> [TASK STATEMENT] Reproduce word for word the part of the text on color perception and monitor wavelengths starting with "We have different" and going on through "disabilities or whatever).".

> [SELECTION]

We have different sensitivity to intensity of light across the visible spectrum. The most sensitive color is green (hence the highest weight on it). But the XYZ curve peaks can be at different wavelengths for different people (like me I got them shifted a bit causing difference in recognition of certain wavelengths like some shades of Aqua - some see them as green some as blue even if none of them have any color blindness disabilities or whatever).
monitors do not use the same wavelengths nor spectral dispersion
So if you take 2 different monitors, they might use slightly different wavelengths for R, G, B or even different widths of the spectral filter (just use a spectroscope and see). Yes they should be "normalized" by the HW but that is not the same as using normalized wavelengths. It is similar to problems using RGB vs. White Noise spectrum light sources.

> [LISTED ENTRIES]

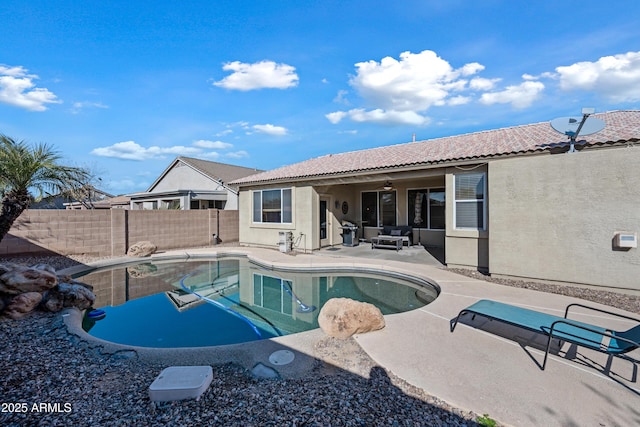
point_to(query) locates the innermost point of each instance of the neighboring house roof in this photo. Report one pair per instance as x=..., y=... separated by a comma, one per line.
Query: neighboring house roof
x=620, y=127
x=221, y=172
x=92, y=196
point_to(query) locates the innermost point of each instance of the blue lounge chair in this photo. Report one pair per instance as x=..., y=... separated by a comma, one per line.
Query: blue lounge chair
x=561, y=328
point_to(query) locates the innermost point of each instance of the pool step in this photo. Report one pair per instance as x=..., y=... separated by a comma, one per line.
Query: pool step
x=181, y=382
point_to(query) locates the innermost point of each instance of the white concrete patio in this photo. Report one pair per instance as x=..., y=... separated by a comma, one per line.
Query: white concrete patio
x=482, y=366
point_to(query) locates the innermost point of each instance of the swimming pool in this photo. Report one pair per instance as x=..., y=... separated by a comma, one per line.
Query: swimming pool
x=230, y=300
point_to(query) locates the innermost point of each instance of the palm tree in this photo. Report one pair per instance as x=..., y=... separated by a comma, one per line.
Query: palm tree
x=24, y=169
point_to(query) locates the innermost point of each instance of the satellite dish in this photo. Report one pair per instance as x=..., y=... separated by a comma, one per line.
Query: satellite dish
x=574, y=126
x=570, y=125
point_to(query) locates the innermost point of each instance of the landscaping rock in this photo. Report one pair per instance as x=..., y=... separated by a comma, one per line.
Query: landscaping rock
x=344, y=317
x=68, y=295
x=23, y=304
x=142, y=249
x=21, y=279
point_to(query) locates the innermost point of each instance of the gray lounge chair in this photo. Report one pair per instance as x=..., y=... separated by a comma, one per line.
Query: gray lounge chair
x=562, y=328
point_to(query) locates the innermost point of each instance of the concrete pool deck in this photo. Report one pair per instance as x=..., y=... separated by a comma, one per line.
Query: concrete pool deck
x=483, y=366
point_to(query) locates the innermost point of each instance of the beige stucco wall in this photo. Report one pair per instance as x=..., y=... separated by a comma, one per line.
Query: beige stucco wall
x=106, y=232
x=304, y=200
x=554, y=217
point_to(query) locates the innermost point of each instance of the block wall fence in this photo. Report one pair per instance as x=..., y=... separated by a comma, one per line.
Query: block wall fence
x=111, y=232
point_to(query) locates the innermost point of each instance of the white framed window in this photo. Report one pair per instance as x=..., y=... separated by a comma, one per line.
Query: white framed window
x=378, y=208
x=272, y=206
x=470, y=201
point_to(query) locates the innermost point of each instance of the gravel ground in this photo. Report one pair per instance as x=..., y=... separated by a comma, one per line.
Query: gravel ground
x=50, y=377
x=79, y=385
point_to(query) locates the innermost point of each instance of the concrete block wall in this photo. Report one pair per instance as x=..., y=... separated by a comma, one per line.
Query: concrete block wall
x=111, y=232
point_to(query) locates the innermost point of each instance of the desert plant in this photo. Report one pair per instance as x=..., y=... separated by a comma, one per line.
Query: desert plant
x=24, y=169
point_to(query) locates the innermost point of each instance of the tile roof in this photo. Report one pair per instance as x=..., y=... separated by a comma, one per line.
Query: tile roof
x=620, y=126
x=219, y=171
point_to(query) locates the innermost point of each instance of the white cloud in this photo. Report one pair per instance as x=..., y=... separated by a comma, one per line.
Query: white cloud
x=224, y=132
x=380, y=116
x=17, y=88
x=217, y=145
x=129, y=150
x=271, y=129
x=520, y=96
x=79, y=106
x=259, y=75
x=459, y=100
x=401, y=91
x=615, y=77
x=480, y=83
x=341, y=97
x=414, y=83
x=336, y=116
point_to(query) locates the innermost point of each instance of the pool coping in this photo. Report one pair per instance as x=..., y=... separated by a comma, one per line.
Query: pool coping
x=249, y=354
x=472, y=369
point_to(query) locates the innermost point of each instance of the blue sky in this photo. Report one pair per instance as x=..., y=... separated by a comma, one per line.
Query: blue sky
x=123, y=87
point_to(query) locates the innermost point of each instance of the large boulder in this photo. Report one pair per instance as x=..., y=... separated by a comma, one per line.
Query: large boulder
x=142, y=249
x=22, y=304
x=68, y=295
x=343, y=317
x=20, y=279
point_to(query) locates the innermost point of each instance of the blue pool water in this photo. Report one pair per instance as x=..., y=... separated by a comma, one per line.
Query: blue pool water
x=229, y=301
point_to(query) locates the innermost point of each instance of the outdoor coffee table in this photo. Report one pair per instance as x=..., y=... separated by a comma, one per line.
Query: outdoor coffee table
x=387, y=242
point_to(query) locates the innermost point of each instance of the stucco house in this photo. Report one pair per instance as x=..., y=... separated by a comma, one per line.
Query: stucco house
x=189, y=183
x=510, y=201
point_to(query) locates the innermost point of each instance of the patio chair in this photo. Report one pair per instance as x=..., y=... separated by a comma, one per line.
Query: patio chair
x=583, y=334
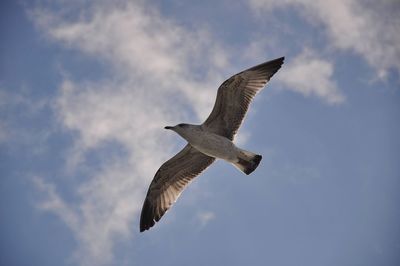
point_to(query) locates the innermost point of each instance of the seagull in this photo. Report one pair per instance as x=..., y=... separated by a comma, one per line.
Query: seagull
x=208, y=141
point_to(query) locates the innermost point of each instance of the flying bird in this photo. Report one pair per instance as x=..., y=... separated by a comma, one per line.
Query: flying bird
x=208, y=141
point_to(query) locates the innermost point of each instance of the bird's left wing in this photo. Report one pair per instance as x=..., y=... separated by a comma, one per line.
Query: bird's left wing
x=168, y=183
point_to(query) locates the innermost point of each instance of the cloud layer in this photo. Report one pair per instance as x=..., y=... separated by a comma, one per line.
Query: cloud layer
x=151, y=59
x=367, y=28
x=155, y=61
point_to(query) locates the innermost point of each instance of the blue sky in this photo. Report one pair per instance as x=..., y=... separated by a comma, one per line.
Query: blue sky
x=86, y=88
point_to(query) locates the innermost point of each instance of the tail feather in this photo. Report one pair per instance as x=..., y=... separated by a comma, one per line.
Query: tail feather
x=249, y=164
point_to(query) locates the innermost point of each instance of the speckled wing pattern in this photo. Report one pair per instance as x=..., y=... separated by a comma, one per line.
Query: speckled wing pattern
x=235, y=95
x=169, y=182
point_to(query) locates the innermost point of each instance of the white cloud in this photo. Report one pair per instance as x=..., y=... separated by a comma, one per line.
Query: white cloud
x=309, y=75
x=154, y=77
x=205, y=217
x=368, y=28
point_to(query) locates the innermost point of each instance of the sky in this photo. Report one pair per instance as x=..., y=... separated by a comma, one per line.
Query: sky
x=86, y=88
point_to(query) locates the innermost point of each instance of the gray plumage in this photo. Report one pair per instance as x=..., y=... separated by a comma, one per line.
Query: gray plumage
x=213, y=139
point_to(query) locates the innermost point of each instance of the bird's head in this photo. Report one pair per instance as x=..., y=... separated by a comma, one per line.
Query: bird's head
x=178, y=127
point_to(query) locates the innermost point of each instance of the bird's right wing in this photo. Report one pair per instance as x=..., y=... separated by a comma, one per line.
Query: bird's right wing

> [RESPONSE BELOW]
We have different sensitivity to intensity of light across the visible spectrum. The most sensitive color is green (hence the highest weight on it). But the XYZ curve peaks can be at different wavelengths for different people (like me I got them shifted a bit causing difference in recognition of certain wavelengths like some shades of Aqua - some see them as green some as blue even if none of them have any color blindness disabilities or whatever).